— START OF Records —

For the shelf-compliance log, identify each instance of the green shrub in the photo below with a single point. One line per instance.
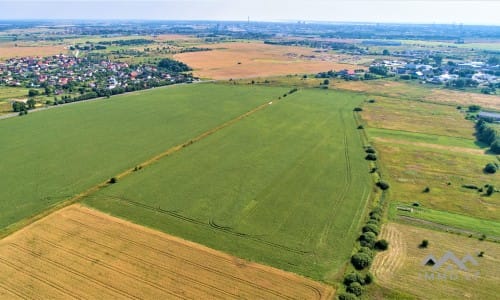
(366, 250)
(383, 185)
(353, 277)
(368, 239)
(375, 216)
(371, 228)
(474, 108)
(470, 186)
(355, 288)
(490, 190)
(495, 146)
(370, 150)
(347, 296)
(369, 278)
(382, 245)
(490, 168)
(361, 260)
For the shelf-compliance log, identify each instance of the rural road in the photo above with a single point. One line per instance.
(11, 115)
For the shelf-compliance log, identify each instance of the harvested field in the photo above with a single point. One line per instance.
(425, 93)
(248, 60)
(464, 98)
(81, 253)
(400, 268)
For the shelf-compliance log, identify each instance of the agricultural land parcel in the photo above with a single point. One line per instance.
(431, 145)
(80, 253)
(425, 141)
(256, 59)
(286, 186)
(401, 268)
(59, 153)
(252, 184)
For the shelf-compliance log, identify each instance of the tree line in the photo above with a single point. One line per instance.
(488, 135)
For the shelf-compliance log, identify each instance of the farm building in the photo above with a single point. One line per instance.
(494, 117)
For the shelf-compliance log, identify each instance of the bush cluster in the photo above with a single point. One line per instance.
(355, 281)
(488, 135)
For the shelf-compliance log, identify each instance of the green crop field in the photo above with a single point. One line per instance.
(286, 186)
(50, 156)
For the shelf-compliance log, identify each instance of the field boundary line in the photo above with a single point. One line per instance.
(78, 197)
(187, 261)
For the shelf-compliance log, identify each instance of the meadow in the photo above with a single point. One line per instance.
(446, 220)
(427, 145)
(81, 253)
(286, 186)
(417, 92)
(53, 155)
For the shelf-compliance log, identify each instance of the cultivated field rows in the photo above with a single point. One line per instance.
(81, 253)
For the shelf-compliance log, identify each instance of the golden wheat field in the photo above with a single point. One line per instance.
(81, 253)
(255, 59)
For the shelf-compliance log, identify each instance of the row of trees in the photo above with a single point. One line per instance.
(355, 281)
(22, 108)
(488, 135)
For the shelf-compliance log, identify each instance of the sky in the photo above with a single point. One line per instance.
(380, 11)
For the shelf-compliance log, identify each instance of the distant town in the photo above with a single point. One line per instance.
(73, 78)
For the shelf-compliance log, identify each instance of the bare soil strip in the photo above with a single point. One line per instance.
(80, 253)
(432, 146)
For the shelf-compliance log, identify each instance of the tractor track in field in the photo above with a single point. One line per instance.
(92, 190)
(14, 292)
(60, 266)
(172, 274)
(211, 225)
(348, 181)
(184, 260)
(38, 278)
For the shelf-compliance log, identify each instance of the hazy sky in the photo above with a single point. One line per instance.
(414, 11)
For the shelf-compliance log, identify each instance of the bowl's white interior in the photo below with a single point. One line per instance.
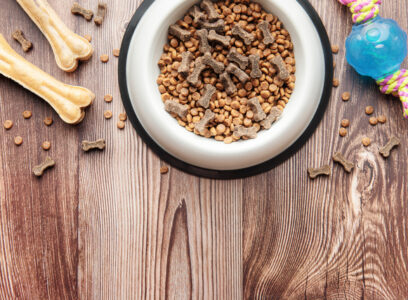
(145, 50)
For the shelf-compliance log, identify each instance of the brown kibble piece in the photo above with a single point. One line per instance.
(18, 35)
(386, 150)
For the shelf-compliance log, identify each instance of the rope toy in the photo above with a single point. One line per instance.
(377, 47)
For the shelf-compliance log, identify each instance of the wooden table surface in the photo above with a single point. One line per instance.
(107, 225)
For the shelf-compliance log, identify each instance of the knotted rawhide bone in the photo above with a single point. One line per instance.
(77, 9)
(247, 37)
(18, 35)
(347, 165)
(255, 106)
(67, 46)
(209, 91)
(386, 150)
(68, 101)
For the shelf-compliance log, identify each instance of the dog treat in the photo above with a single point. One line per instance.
(273, 116)
(18, 35)
(235, 70)
(386, 150)
(214, 37)
(172, 106)
(68, 101)
(46, 164)
(209, 91)
(268, 37)
(209, 116)
(77, 9)
(100, 15)
(98, 144)
(255, 106)
(68, 47)
(280, 64)
(315, 172)
(239, 59)
(347, 165)
(247, 37)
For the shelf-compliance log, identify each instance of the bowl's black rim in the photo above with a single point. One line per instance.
(230, 174)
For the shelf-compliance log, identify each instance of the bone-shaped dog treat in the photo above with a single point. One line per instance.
(268, 37)
(241, 131)
(172, 106)
(186, 59)
(255, 70)
(217, 66)
(100, 15)
(18, 35)
(92, 145)
(209, 8)
(77, 9)
(46, 164)
(315, 172)
(280, 64)
(255, 106)
(209, 91)
(202, 35)
(235, 70)
(209, 116)
(386, 150)
(241, 60)
(67, 46)
(273, 116)
(68, 101)
(347, 165)
(214, 37)
(247, 37)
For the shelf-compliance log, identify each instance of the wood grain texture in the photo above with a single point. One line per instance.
(107, 225)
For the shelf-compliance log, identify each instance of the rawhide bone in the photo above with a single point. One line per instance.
(386, 150)
(347, 165)
(77, 9)
(209, 91)
(68, 47)
(18, 35)
(68, 101)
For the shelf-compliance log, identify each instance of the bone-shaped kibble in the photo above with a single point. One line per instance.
(235, 70)
(209, 116)
(209, 91)
(172, 106)
(255, 106)
(241, 131)
(18, 35)
(280, 64)
(186, 59)
(202, 35)
(68, 101)
(214, 37)
(241, 60)
(68, 47)
(273, 116)
(268, 37)
(255, 70)
(77, 9)
(315, 172)
(209, 8)
(247, 37)
(217, 66)
(386, 150)
(40, 169)
(347, 165)
(92, 145)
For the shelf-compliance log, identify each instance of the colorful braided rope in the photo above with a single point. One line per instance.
(362, 10)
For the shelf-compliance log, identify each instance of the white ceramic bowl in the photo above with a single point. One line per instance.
(144, 48)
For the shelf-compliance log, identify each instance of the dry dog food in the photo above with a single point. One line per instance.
(227, 70)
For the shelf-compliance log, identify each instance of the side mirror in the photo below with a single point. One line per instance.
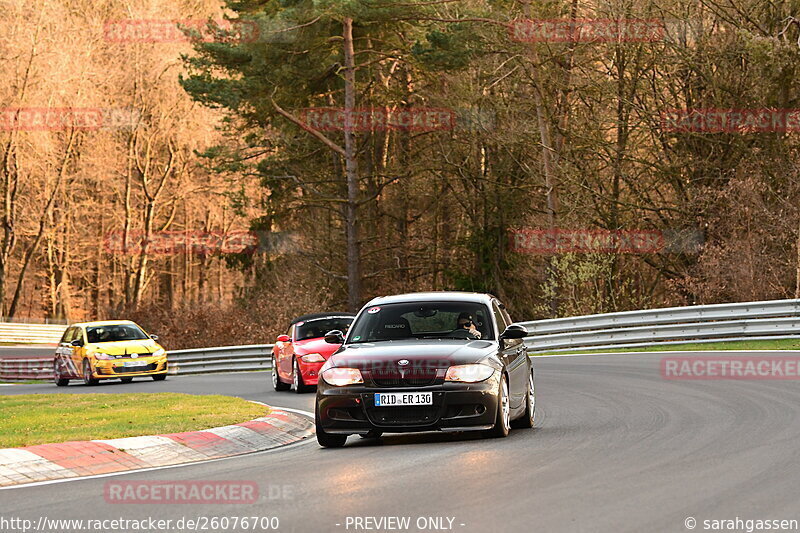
(334, 337)
(514, 331)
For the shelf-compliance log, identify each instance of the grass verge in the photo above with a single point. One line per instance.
(46, 418)
(778, 344)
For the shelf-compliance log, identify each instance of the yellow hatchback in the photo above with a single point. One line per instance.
(112, 349)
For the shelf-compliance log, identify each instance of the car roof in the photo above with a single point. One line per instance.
(435, 296)
(314, 316)
(104, 323)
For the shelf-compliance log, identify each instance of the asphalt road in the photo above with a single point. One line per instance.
(615, 448)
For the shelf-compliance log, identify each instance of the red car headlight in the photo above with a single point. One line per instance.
(339, 377)
(313, 358)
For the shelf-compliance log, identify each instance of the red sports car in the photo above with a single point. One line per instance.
(299, 354)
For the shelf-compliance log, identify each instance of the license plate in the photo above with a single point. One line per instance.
(394, 399)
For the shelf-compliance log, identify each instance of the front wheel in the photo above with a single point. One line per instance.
(526, 421)
(297, 379)
(277, 384)
(502, 424)
(60, 382)
(88, 379)
(328, 440)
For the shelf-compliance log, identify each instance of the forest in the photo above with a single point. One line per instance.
(213, 168)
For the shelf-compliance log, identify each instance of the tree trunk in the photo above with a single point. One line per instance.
(351, 172)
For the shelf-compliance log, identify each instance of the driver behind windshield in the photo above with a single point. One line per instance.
(465, 322)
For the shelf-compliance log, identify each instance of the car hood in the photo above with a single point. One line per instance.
(315, 346)
(438, 353)
(145, 346)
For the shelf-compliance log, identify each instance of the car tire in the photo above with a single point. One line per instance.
(60, 382)
(502, 424)
(526, 420)
(297, 379)
(277, 384)
(88, 379)
(328, 440)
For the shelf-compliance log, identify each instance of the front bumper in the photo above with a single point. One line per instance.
(456, 407)
(116, 368)
(309, 371)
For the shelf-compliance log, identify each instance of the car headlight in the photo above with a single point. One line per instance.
(313, 358)
(469, 373)
(339, 377)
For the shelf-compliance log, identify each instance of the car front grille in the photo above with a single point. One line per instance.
(130, 369)
(411, 378)
(414, 416)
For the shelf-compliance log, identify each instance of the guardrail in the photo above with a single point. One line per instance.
(31, 333)
(774, 319)
(222, 359)
(197, 361)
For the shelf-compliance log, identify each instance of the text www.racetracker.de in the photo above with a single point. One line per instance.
(122, 525)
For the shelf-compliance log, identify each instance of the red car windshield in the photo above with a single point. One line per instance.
(316, 328)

— END OF Records —

Problem requirements:
Everything from the line containing "the tree trunk" to the last line of the entries above should be quoted exactly, and only that.

Full answer:
For the shelf-compliance log, identify each instance of the tree trunk in the photo above with a single point. One line per instance.
(351, 172)
For the shelf-compliance log, identify each instance of the driver behind windshield in the photo above with a single point. One line per instance.
(465, 322)
For the shelf-compliance log, identify each instance of the car hood in the photo above with a single point. One line per instance.
(315, 346)
(438, 353)
(145, 346)
For the shelf-compliance log, identify each instance of the car tire in the photo above with a single point. One line per instance.
(60, 382)
(502, 424)
(526, 420)
(297, 379)
(277, 384)
(88, 379)
(328, 440)
For the shelf-compliance log, identify each instance of the front bumper in the photo above with a single point. One line per instance.
(456, 407)
(116, 368)
(309, 371)
For the shelf-compliance log, identify each instance of the car headlight in the photo above with a single point. One line per instance.
(313, 358)
(469, 373)
(339, 377)
For the shelf-compliance log, identify each instance of the car front grille in the photo above with a single point. One line per instance.
(130, 369)
(411, 378)
(414, 416)
For the shelf-compliance log, identify each instance of the guardrail in the photo above with a single point. One line per instance.
(31, 333)
(774, 319)
(222, 359)
(197, 361)
For the shelf-compliance log, identify each instance of the text www.racetracker.de in the photo above with a single point. One line per instance.
(122, 525)
For the shelf-compliance log, identify each instance of the red car windshield in the photo above with a single point. One line per instance.
(316, 328)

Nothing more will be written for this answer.